Dataset excerpt
________________

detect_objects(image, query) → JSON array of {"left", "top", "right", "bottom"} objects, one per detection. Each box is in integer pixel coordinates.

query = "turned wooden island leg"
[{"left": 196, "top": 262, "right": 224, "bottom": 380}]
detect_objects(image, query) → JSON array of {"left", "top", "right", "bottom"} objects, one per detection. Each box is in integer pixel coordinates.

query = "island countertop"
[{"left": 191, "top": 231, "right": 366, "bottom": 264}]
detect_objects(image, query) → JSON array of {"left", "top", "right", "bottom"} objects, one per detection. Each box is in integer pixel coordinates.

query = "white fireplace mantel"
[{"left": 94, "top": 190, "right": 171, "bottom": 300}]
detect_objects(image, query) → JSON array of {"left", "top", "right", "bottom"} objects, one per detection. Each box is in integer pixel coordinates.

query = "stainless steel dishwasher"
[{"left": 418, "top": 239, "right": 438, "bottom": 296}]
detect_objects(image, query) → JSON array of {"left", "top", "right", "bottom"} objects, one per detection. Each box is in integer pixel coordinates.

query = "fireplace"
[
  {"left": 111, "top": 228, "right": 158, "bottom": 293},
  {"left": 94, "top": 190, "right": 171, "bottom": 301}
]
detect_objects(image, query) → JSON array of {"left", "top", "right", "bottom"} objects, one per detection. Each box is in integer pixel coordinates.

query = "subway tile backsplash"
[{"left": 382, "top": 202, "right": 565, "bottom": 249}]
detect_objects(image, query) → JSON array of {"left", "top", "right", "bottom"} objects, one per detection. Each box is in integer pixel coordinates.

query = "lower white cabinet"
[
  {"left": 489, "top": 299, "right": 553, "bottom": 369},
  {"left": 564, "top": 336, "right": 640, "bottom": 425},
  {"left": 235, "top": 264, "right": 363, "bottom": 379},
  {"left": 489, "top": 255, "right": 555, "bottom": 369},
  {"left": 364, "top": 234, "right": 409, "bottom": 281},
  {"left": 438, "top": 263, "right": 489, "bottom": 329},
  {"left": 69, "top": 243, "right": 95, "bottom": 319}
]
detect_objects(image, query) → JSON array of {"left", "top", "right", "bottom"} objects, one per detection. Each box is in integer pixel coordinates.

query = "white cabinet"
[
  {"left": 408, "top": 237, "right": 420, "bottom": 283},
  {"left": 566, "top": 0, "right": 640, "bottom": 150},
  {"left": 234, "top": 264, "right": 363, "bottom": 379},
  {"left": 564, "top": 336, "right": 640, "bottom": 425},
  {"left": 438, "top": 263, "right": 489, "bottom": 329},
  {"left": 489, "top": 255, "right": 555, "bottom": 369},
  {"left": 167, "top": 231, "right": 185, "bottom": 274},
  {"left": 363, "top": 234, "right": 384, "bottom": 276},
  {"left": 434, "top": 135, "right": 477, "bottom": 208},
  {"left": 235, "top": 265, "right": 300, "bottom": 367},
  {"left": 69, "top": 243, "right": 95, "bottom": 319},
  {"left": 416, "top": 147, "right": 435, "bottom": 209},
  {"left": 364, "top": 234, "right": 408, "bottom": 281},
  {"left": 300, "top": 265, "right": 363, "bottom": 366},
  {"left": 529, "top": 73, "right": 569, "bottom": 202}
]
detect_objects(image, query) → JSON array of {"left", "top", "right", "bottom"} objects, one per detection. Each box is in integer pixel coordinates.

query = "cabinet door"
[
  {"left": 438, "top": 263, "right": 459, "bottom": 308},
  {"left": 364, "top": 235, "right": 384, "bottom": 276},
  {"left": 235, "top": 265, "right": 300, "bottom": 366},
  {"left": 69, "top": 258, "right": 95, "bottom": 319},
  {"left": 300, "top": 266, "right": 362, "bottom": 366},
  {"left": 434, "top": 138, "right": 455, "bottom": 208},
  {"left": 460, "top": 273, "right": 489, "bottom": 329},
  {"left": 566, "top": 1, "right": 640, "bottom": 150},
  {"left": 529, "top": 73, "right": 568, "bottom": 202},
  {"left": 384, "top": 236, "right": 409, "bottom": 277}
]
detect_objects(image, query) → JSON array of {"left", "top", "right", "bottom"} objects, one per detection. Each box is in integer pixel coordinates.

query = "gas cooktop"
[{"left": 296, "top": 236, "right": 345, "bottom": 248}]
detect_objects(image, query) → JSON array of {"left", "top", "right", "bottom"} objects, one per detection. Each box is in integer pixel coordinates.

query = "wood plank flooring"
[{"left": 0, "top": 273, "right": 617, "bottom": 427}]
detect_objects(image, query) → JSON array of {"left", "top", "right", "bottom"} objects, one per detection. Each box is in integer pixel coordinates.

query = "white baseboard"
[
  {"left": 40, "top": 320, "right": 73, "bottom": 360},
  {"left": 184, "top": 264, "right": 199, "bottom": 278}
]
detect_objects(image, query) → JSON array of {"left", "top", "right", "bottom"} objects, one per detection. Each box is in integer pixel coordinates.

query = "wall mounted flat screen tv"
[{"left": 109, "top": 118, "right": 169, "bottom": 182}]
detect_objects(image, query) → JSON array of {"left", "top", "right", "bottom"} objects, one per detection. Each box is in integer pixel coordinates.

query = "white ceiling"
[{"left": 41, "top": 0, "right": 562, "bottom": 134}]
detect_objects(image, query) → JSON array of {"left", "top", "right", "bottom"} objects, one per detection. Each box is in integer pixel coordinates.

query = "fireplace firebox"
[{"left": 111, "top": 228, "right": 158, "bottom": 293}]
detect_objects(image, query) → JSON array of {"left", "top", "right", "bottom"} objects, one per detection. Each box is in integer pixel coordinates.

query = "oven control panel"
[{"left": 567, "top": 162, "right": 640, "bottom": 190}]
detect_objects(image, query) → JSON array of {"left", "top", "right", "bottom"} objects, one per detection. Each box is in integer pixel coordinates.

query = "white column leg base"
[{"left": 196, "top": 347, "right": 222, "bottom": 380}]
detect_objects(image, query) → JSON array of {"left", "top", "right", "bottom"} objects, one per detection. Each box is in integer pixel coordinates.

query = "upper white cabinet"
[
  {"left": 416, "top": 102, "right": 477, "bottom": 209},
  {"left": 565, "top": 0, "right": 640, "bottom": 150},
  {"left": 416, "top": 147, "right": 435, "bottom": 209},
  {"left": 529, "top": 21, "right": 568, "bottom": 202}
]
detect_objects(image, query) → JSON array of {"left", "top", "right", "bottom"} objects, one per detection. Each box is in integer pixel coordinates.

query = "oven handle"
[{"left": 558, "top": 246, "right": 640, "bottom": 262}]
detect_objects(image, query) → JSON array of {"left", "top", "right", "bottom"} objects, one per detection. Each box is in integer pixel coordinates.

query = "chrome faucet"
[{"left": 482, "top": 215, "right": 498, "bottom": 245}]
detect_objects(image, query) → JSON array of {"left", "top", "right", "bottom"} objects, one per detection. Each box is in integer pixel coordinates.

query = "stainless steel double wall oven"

________________

* _YOUR OBJECTIVE_
Gather every line in the excerpt above that contains the string "fireplace", matching case exactly.

* _RESPONSE TO THE EXERCISE_
query = "white fireplace mantel"
query = "fireplace"
query = "fireplace firebox"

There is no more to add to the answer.